### [Passage for review]
= Beginning of Section =

Gracia has authored or edited over forty books. His areas of specialization include Metaphysics/Ontology, Philosophical Historiography, Philosophy of Language/Hermeneutics, Ethnicity/Race/Nationality Issues, Hispanic/Latino Issues, Medieval/Scholastic Philosophy and Hispanic/Latino/Latin-American Philosophy. While Gracia’s earlier work was primarily in the areas of Medieval Philosophy and Metaphysics much of his recent work has focused on issues of race, ethnicity and identity. His contributions to the philosophical study of race and ethnicity have been groundbreaking. It is within this area that Gracia proposed his familial-historical view of ethnicity and his genetic common-bundle view of race. These views of race and ethnicity have helped to shape the field and addressed many issues that previous theories had left unanswered.
Gracia was the founding chair of the APA Committee for Hispanics in Philosophy, past president of the Society for Medieval and Renaissance Philosophy, past president of the Society for Iberian and Latin American Thought, past president of the American Catholic Philosophical Association, and past president of the Metaphysical Society of America.
Garcia studied architecture at Universidad de La Habana and also took classes at Escuela Nacional de Bellas Artes San Alejandro, both in Havana, Cuba, for a year before coming to United States and earning a B.A. in philosophy at Wheaton College (Ill.) in 1965. In his book Painting Borges, he narrates how he changed his field of study from architecture to mathematics to English literature to philosophy because he became "enthralled by language" and "craved ... to know [its] secret." He received his M.A. in philosophy from University of Chicago in 1966, M.S.L. (Licentiate in Mediaeval Studies) in philosophy from Pontifical Institute of Mediaeval Studies in 1970, and Ph.D. in Medieval philosophy from University of Toronto in 1971. During his graduate studies he spent a year (1969-1970) at Institut d'Estudis Catalans for study and research.

= End of Section =

In the passage about Gracia's career, which committee did he chair as its founding chair?

### [Dataset entries]
= Beginning of Section =

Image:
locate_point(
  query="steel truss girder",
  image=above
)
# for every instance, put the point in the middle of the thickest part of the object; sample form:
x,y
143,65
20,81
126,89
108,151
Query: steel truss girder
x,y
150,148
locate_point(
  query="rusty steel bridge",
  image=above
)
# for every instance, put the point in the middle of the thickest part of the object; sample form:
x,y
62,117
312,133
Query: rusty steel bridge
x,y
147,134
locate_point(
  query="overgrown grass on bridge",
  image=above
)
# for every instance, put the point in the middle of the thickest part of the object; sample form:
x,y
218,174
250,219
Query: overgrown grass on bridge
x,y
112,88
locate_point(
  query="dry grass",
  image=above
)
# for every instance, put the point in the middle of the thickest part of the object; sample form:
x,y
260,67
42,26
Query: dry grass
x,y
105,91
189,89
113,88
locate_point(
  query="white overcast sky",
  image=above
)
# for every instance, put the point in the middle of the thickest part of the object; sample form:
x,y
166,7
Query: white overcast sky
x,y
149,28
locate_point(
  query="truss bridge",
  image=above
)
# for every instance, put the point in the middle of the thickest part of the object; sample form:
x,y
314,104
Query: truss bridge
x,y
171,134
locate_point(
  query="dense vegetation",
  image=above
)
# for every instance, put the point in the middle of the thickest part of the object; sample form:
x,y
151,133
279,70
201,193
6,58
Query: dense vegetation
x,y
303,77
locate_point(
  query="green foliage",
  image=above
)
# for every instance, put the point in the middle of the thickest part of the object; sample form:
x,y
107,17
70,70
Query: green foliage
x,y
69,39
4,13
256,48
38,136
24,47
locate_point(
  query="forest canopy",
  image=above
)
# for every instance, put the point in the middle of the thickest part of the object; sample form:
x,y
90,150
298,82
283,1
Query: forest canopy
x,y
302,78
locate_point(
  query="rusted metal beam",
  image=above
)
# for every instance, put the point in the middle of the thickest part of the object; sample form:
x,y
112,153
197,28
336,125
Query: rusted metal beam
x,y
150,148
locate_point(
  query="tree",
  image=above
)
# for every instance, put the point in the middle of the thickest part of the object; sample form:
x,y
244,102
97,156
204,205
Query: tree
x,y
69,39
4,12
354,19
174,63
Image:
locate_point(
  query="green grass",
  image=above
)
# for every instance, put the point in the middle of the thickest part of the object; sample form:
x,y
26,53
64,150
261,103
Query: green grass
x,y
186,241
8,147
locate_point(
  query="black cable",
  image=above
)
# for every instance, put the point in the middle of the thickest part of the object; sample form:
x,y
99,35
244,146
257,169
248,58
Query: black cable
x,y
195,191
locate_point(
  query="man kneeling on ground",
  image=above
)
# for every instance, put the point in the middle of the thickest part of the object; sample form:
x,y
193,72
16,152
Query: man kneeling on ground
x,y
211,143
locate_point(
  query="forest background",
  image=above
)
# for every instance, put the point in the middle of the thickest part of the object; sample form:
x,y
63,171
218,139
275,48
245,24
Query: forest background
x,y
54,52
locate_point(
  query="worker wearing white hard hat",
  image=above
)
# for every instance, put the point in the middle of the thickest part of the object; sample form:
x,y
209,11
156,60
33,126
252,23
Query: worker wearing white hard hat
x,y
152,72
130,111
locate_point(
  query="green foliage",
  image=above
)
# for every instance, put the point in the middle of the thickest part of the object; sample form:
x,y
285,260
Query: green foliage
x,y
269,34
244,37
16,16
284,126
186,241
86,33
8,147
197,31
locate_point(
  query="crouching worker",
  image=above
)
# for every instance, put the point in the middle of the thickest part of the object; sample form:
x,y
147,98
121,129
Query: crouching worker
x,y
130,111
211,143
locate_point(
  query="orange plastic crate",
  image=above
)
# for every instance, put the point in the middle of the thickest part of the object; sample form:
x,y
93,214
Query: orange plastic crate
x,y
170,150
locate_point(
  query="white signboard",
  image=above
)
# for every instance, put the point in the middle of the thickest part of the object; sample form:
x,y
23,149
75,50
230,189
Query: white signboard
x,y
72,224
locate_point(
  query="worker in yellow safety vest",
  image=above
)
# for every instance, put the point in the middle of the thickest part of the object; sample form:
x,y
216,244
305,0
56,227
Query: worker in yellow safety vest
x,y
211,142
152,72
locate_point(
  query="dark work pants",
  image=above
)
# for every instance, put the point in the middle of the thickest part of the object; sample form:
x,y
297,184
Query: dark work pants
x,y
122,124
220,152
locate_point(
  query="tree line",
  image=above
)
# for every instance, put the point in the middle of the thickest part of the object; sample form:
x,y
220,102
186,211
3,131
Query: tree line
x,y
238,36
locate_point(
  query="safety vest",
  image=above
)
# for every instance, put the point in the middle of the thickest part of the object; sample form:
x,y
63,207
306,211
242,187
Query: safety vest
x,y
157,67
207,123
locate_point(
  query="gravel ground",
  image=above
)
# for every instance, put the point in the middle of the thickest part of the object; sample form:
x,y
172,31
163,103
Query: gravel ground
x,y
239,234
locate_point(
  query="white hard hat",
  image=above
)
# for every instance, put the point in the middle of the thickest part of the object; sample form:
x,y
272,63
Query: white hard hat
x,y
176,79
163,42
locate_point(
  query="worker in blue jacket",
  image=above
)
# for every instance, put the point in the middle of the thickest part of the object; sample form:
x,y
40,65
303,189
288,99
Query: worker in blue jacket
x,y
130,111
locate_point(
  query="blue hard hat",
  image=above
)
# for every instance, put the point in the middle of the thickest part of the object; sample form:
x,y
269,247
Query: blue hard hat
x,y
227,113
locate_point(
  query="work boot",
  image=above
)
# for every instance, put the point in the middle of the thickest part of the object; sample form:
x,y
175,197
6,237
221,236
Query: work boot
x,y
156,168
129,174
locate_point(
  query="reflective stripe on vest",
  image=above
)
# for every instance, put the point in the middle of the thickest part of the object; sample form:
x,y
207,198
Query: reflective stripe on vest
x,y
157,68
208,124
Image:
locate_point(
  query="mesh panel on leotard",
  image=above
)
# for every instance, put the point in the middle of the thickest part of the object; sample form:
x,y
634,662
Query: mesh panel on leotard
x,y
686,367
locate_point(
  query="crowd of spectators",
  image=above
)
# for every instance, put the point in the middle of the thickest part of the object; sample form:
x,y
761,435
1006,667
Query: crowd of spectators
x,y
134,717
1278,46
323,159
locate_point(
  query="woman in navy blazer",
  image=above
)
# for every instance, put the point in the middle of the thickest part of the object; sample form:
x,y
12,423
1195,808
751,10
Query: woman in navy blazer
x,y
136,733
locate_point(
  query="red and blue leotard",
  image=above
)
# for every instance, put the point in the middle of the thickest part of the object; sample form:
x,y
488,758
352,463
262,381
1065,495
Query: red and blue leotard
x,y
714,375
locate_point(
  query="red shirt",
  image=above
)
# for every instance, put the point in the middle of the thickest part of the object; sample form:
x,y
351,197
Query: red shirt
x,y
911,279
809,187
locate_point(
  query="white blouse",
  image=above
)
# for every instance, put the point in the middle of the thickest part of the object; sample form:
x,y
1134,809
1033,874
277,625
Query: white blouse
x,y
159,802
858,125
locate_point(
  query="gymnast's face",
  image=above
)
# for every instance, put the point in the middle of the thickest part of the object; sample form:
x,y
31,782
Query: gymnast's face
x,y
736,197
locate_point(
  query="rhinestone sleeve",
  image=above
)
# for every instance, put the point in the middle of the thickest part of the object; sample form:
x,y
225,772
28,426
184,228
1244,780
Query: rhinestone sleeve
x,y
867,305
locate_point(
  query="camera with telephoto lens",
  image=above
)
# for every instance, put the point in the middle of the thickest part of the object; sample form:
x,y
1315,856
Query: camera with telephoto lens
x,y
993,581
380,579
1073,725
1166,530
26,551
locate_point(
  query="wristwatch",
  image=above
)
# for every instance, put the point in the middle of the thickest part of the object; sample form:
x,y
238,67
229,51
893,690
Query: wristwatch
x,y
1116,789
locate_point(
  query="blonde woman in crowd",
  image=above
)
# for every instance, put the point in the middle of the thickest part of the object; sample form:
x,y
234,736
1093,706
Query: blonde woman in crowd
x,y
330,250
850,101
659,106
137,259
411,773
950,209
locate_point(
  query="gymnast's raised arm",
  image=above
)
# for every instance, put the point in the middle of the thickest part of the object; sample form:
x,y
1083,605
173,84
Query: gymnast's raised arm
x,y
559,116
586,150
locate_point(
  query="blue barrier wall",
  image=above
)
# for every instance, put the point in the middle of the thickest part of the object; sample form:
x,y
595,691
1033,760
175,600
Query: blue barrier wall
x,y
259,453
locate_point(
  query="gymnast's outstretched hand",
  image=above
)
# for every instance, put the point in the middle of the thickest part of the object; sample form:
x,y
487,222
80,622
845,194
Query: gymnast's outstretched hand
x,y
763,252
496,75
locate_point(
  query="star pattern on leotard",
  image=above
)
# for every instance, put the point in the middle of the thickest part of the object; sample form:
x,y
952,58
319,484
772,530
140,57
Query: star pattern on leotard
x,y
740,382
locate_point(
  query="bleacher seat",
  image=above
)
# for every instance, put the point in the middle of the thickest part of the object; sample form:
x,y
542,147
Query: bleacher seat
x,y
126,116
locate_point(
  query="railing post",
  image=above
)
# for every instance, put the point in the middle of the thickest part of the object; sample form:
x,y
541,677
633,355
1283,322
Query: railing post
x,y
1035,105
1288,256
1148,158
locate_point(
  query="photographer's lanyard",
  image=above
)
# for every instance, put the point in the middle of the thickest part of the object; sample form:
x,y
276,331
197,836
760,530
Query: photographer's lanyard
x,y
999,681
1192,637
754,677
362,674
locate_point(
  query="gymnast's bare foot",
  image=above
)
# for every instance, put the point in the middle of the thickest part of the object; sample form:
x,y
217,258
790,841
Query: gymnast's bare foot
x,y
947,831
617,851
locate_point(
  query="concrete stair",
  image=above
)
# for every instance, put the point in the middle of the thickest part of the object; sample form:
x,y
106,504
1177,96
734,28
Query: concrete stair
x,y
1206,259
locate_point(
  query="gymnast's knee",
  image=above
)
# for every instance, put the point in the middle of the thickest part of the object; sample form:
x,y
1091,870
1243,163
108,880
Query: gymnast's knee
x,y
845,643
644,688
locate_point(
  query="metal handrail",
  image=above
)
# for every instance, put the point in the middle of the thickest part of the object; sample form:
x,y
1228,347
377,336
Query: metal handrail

= End of Section =

### [Response area]
The APA Committee for Hispanics in Philosophy.